What this task involves: Write out, word for word, every line in the data below from the one containing "Can you see the jako" to the one containing "Can you see the black shorts", both of them included.

Records for processing:
┌──
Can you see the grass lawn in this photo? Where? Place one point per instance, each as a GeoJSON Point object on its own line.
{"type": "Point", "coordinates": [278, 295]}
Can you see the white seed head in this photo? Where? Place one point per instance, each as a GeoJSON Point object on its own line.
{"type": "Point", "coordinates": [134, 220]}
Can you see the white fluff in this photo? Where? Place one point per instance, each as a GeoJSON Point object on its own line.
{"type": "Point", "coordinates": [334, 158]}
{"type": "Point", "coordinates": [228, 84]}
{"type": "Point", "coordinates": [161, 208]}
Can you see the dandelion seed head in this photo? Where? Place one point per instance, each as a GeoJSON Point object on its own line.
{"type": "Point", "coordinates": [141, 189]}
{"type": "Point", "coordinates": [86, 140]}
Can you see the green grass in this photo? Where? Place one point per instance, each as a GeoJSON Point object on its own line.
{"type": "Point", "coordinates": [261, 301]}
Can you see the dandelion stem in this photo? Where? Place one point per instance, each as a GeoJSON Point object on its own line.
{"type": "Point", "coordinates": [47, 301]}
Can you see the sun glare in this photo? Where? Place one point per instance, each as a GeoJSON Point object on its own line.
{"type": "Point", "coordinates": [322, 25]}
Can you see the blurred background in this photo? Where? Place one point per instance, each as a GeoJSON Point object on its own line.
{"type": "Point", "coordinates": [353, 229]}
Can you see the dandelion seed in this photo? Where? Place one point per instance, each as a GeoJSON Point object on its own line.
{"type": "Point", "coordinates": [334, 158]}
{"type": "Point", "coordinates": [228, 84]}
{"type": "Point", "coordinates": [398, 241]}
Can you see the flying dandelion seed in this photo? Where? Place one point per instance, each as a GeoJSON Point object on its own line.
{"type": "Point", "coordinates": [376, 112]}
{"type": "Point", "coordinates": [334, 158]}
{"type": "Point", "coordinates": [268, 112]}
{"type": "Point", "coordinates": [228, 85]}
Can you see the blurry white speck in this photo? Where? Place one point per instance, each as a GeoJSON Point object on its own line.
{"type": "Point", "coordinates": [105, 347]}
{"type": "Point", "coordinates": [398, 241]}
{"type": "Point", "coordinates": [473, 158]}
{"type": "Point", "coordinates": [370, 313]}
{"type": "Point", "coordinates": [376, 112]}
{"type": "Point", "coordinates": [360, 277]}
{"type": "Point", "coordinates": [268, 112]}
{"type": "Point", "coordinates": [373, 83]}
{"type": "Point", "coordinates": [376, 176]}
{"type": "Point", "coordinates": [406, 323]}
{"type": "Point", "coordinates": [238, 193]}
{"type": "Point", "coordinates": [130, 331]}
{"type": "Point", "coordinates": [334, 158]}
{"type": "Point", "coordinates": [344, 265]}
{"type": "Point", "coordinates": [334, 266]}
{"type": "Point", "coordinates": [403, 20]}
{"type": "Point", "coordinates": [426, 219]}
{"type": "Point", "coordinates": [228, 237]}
└──
┌──
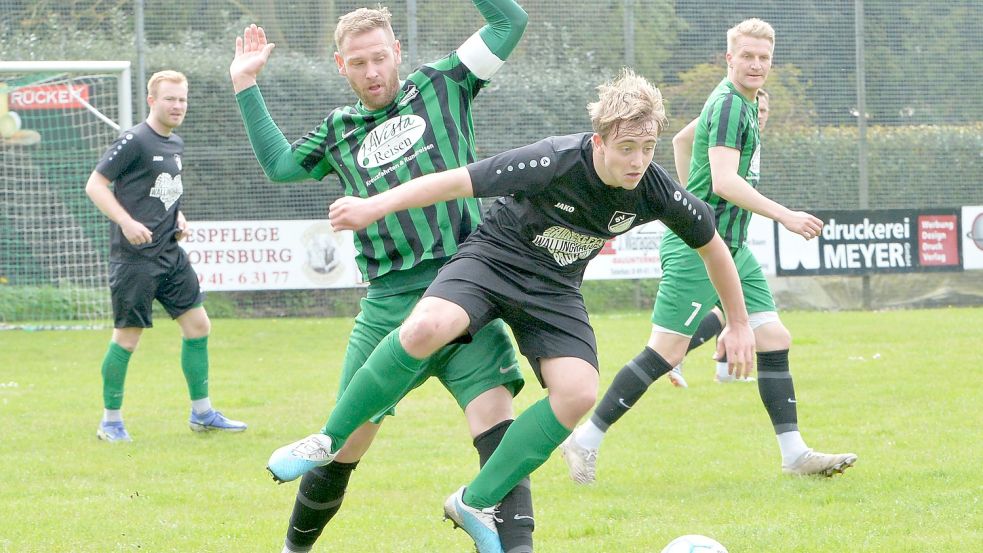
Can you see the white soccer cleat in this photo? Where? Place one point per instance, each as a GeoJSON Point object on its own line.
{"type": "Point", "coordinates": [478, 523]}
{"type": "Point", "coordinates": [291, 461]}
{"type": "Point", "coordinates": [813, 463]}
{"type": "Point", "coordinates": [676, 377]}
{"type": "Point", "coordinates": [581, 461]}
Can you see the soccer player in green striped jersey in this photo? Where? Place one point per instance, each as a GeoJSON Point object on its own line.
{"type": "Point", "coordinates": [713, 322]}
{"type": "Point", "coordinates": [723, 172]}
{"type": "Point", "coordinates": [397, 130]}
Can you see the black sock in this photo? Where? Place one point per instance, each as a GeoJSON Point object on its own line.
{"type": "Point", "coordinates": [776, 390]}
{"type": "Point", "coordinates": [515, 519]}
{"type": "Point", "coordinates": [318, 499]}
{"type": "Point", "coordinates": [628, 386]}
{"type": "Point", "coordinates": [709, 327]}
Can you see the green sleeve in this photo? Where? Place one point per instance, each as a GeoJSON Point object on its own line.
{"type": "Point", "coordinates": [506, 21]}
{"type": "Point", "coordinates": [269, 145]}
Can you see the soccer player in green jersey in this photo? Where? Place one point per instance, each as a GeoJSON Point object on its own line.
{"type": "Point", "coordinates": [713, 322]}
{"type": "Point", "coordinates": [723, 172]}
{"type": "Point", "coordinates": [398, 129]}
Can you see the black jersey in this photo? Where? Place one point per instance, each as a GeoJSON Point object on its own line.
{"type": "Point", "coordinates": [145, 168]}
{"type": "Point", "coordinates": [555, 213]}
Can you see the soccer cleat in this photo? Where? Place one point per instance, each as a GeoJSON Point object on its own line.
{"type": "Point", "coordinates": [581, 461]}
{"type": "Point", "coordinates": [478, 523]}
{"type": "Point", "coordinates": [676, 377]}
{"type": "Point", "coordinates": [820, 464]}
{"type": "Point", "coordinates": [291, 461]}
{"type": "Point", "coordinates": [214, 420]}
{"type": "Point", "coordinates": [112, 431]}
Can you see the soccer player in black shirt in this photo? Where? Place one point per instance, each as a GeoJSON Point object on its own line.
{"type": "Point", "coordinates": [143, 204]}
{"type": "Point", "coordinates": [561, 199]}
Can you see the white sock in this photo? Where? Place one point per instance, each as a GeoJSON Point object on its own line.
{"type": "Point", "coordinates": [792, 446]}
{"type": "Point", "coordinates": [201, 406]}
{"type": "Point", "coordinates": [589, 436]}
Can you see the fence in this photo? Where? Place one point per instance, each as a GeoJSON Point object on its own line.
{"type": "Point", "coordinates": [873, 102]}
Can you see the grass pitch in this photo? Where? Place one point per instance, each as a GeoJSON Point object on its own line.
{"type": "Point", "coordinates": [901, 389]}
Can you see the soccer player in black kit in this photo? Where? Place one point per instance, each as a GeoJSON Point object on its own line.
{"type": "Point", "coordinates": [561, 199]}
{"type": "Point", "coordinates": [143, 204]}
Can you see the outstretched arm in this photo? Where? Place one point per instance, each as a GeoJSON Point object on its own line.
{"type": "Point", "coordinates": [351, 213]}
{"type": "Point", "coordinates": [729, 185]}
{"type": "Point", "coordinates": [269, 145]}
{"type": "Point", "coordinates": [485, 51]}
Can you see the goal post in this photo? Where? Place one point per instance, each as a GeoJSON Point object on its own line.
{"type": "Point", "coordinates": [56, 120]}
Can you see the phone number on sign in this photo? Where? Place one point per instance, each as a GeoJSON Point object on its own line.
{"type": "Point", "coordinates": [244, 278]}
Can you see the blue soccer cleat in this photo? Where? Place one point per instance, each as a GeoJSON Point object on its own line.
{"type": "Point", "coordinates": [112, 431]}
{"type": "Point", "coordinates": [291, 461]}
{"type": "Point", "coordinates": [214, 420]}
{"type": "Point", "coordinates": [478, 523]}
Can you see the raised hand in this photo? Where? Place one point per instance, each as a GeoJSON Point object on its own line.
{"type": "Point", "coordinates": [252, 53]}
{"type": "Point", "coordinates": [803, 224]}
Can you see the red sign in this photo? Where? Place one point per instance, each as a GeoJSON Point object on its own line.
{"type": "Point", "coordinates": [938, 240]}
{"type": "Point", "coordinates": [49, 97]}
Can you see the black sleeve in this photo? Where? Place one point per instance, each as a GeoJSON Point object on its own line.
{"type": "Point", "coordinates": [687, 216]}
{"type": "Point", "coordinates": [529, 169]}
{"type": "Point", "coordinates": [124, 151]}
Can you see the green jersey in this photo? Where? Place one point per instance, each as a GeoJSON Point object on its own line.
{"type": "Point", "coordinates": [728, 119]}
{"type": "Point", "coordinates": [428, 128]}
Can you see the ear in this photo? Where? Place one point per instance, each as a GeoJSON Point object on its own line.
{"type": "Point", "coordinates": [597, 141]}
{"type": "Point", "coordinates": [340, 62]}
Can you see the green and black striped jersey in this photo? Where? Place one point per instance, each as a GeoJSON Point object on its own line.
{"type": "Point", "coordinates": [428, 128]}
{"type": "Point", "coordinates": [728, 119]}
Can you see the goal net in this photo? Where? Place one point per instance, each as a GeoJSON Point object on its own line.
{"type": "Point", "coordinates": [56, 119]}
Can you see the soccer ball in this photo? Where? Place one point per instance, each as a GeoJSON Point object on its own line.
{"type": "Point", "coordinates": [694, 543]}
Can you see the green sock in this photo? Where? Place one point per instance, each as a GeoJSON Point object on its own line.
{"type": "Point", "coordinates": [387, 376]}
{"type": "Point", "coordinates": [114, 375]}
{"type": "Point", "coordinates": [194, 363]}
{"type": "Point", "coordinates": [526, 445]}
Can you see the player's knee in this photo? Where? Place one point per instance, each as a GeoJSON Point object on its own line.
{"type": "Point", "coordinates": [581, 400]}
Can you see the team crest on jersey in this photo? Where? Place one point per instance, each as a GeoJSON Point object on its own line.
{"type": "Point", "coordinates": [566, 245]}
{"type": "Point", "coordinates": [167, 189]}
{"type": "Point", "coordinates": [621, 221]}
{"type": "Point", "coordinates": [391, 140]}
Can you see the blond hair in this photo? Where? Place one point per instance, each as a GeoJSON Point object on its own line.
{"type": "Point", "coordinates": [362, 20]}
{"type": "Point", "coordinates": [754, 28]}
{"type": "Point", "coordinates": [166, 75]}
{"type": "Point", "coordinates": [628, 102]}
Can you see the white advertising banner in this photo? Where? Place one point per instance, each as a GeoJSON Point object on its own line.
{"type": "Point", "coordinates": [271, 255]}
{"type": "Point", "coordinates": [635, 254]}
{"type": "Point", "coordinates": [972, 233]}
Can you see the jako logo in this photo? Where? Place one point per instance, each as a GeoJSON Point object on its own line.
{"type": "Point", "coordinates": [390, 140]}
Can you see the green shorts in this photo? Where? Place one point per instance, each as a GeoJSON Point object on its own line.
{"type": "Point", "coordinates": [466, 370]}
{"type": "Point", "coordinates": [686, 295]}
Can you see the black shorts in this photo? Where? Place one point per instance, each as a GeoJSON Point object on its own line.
└──
Task solution:
Can you see the jako logo in this photo? Where? Place one point per instance, each as a GeoJSON Point object on its own line.
{"type": "Point", "coordinates": [390, 140]}
Can you see the green shorts in this photo? Where? Place one point per instance, each as a GeoJSON Point object on its own line.
{"type": "Point", "coordinates": [466, 370]}
{"type": "Point", "coordinates": [686, 295]}
Can you see the black shorts in this photo? Where? Place one point per instance, each as a GeoJSON Point object on its own line.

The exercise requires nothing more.